[[ The data, beginning ]]

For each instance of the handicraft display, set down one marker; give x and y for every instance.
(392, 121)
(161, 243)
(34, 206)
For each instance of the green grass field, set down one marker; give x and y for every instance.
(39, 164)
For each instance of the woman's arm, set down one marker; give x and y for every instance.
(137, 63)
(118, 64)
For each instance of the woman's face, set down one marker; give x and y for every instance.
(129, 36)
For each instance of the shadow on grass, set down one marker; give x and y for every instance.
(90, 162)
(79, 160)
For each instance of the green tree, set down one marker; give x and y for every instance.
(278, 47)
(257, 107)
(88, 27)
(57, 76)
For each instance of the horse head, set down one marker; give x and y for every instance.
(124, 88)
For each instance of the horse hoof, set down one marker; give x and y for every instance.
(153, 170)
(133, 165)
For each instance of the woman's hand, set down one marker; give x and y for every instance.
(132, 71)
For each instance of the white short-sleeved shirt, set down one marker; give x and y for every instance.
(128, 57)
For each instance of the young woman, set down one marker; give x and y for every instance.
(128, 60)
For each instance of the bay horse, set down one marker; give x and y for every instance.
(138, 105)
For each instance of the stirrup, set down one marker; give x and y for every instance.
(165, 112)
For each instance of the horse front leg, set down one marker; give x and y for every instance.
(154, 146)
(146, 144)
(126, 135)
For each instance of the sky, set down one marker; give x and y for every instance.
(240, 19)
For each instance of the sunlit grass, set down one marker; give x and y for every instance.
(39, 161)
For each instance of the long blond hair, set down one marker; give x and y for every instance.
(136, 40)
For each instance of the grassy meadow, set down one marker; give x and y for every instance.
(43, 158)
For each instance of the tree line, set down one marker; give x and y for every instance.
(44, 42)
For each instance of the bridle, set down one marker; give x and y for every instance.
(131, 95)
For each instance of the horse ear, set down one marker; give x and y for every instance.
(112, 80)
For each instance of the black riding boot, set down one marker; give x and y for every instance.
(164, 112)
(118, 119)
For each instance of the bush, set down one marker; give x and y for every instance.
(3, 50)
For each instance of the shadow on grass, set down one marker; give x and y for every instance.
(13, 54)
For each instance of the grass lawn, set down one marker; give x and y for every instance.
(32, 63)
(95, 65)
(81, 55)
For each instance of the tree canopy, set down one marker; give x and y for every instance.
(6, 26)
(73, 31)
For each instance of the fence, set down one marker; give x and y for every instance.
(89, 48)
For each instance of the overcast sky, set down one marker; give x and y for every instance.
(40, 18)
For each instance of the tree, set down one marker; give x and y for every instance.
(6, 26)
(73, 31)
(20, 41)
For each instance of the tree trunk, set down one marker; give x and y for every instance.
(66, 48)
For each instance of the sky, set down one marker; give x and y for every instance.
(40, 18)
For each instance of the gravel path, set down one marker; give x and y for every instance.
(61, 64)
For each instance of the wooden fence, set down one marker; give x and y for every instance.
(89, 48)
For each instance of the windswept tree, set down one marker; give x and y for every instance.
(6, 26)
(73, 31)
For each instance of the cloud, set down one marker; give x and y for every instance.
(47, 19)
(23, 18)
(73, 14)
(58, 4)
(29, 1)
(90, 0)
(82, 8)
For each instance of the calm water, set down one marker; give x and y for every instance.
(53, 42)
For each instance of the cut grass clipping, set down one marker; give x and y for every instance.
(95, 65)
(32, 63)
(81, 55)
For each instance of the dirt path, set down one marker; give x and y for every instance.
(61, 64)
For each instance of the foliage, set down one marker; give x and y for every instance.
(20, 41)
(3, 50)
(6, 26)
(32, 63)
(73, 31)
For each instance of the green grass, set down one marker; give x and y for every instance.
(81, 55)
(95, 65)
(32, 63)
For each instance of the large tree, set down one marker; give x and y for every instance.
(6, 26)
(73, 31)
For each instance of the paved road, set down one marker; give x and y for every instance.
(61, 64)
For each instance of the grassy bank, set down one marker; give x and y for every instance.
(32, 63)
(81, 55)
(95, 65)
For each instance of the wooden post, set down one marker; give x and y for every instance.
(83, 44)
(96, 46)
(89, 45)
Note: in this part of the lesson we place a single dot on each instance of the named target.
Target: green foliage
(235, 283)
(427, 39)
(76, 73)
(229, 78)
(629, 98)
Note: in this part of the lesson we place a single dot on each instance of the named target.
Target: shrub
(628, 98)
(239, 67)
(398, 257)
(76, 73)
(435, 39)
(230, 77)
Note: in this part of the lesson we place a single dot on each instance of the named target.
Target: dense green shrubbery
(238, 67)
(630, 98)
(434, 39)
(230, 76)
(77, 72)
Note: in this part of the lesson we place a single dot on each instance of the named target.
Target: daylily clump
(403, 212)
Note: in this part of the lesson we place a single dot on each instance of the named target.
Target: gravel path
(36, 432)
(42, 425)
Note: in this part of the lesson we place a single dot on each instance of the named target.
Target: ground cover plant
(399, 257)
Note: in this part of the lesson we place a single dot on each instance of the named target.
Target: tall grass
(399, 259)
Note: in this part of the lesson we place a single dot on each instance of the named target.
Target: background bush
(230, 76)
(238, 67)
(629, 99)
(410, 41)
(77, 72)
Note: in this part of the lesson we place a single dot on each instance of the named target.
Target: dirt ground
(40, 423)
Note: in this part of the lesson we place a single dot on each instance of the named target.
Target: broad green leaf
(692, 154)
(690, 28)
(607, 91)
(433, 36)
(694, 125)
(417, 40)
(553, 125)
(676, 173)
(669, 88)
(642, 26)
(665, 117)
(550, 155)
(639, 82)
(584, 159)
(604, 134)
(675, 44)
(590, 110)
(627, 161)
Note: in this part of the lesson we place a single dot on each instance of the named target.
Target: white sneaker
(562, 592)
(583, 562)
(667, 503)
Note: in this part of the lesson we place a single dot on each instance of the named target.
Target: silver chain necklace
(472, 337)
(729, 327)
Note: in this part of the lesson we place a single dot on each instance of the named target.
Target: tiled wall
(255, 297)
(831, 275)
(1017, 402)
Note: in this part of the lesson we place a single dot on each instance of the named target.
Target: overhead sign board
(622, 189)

[[ The data, end ]]

■ How to complete this task ■
Copy the records above, keeping every word the same.

■ Answer section ■
For each instance of the handicraft display, set down one marker; give x and y for every instance.
(392, 121)
(161, 243)
(34, 206)
For each instance of the green grass field, set down one marker; give x and y for every instance.
(39, 164)
For each instance of the woman's arm, set down one marker; give x and y for every instance.
(137, 63)
(118, 64)
For each instance of the woman's face, set down one marker; give x and y for every instance.
(129, 36)
For each instance of the shadow on grass, set down one marker; give x and y for every instance.
(90, 162)
(79, 160)
For each instance of the green tree, set down one marker; give x and y for every instance.
(278, 47)
(257, 107)
(88, 27)
(57, 76)
For each instance of the horse head, set down one marker; give x and y for every instance.
(124, 88)
For each instance of the horse hoof, set down one marker; give x and y for every instance.
(153, 170)
(133, 165)
For each instance of the woman's hand, set down one marker; give x and y for every instance.
(132, 71)
For each instance of the white short-sleeved shirt, set down one marker; give x and y for every instance.
(128, 57)
For each instance of the young woman, set down one marker; give x and y for every instance.
(128, 60)
For each instance of the bay horse, set down one marker; give x and y for every instance.
(138, 105)
For each instance of the stirrup, set down one marker; give x and y for every instance.
(165, 112)
For each instance of the horse front leg, set down one marker; give x and y for every instance.
(154, 146)
(146, 144)
(126, 135)
For each instance of the sky, set down one marker; give x and y for every instance.
(240, 19)
For each instance of the sunlit grass, set down one marker; give x and y for every instance.
(39, 161)
For each instance of the long blond hair, set down one marker; give x and y for every instance.
(136, 40)
For each instance of the grassy meadow, set down one marker; give x and y for every instance.
(43, 158)
For each instance of the tree line, set down one marker; give x and y for every instance.
(44, 42)
For each instance of the bridle, set down one marker; give x and y for every instance.
(131, 95)
For each instance of the horse ear, set down one marker; give x and y for every instance.
(112, 80)
For each instance of the black riding boot, set down one marker; give x and y for every instance.
(164, 112)
(118, 119)
For each instance of the bush, set down one marker; give x and y for every instance.
(3, 50)
For each instance of the shadow on grass, set down one marker; give x and y for every instance.
(13, 54)
For each instance of the grass lawn, set down one marker; give x and y for every instance.
(32, 63)
(95, 65)
(81, 55)
For each instance of the tree canopy, set down one marker; give x and y for every instance.
(6, 26)
(73, 31)
For each instance of the fence, set down one marker; give x and y for every instance.
(89, 48)
For each instance of the overcast sky, set down one marker; give x and y for every instance.
(40, 18)
For each instance of the tree, set down one marker; give x and y for every instance.
(6, 26)
(73, 31)
(20, 41)
For each instance of the tree trunk, set down one marker; give x and y for every instance.
(66, 48)
For each instance of the sky, set down one marker; give x and y for every instance.
(40, 18)
For each instance of the gravel path, set down one marker; give x and y for every instance.
(61, 64)
For each instance of the wooden fence, set down one marker; give x and y for every instance.
(89, 48)
For each instance of the windswept tree, set down one marker; give x and y for every instance.
(6, 26)
(73, 31)
For each instance of the cloud, set down one marker; give x and y for every instance.
(47, 19)
(23, 18)
(73, 14)
(58, 4)
(29, 1)
(90, 0)
(82, 8)
For each instance of the calm water, set down one marker; give x and y for every instance.
(53, 42)
For each instance of the cut grass clipping, set down one marker; give x and y for every instance.
(95, 65)
(32, 63)
(81, 55)
For each instance of the dirt path, set down one marker; give x and y for every instance.
(61, 64)
For each instance of the foliage, set down one marker; give x and y for every instance.
(20, 41)
(3, 50)
(6, 26)
(32, 63)
(73, 31)
For each instance of the green grass, set down one marker; give x and y for every instance.
(81, 55)
(95, 65)
(32, 63)
For each instance of the large tree, set down one marker; give x and y for every instance.
(6, 26)
(73, 31)
For each instance of the paved road, set down one marker; give x and y for every instance.
(61, 64)
For each instance of the grassy bank, set down one marker; give x and y for every instance.
(32, 63)
(81, 55)
(95, 65)
For each instance of the wooden post, set down one marker; give x and y for every instance.
(83, 44)
(96, 46)
(89, 45)
Note: in this part of the lesson we place a single dot on each instance of the named target.
Target: green foliage
(235, 283)
(427, 39)
(76, 73)
(229, 78)
(629, 98)
Note: in this part of the lesson we place a single dot on each instance of the named target.
Target: shrub
(628, 98)
(239, 67)
(398, 257)
(76, 73)
(435, 39)
(230, 77)
Note: in this part of the lesson we place a single dot on each instance of the named target.
Target: dense green shrubbery
(238, 67)
(630, 98)
(434, 39)
(230, 76)
(77, 72)
Note: in this part of the lesson we place a single dot on each instance of the named target.
Target: daylily clump
(403, 212)
Note: in this part of the lesson we place a single dot on each instance of the named target.
Target: gravel path
(36, 432)
(42, 425)
Note: in this part of the lesson we place a single dot on each instance of the named target.
Target: ground cover plant
(399, 257)
Note: in this part of the lesson we place a single dot on each instance of the named target.
Target: tall grass
(399, 259)
Note: in this part of the lesson we place a single dot on each instance of the named target.
Target: background bush
(230, 76)
(238, 67)
(629, 99)
(410, 41)
(77, 72)
Note: in this part of the lesson we place a single dot on each instance of the named target.
Target: dirt ground
(40, 423)
Note: in this part of the lesson we place a single dot on each instance of the named target.
Target: broad green leaf
(692, 154)
(690, 28)
(607, 91)
(433, 36)
(694, 125)
(417, 40)
(553, 125)
(676, 173)
(669, 88)
(642, 26)
(665, 117)
(550, 155)
(639, 82)
(584, 159)
(604, 134)
(675, 44)
(590, 110)
(627, 161)
Note: in this part of the lesson we place a single dot on each instance of the named target.
Target: white sneaker
(562, 592)
(583, 562)
(667, 503)
Note: in this part of the lesson we place a single dot on each instance of the named target.
Target: silver chain necklace
(472, 337)
(729, 327)
Note: in this part of the lesson we place a single dot on each instance of the named target.
Target: tiled wall
(255, 297)
(831, 275)
(1017, 402)
Note: in this part of the lesson we place a single dot on each instance of the named target.
Target: overhead sign board
(622, 189)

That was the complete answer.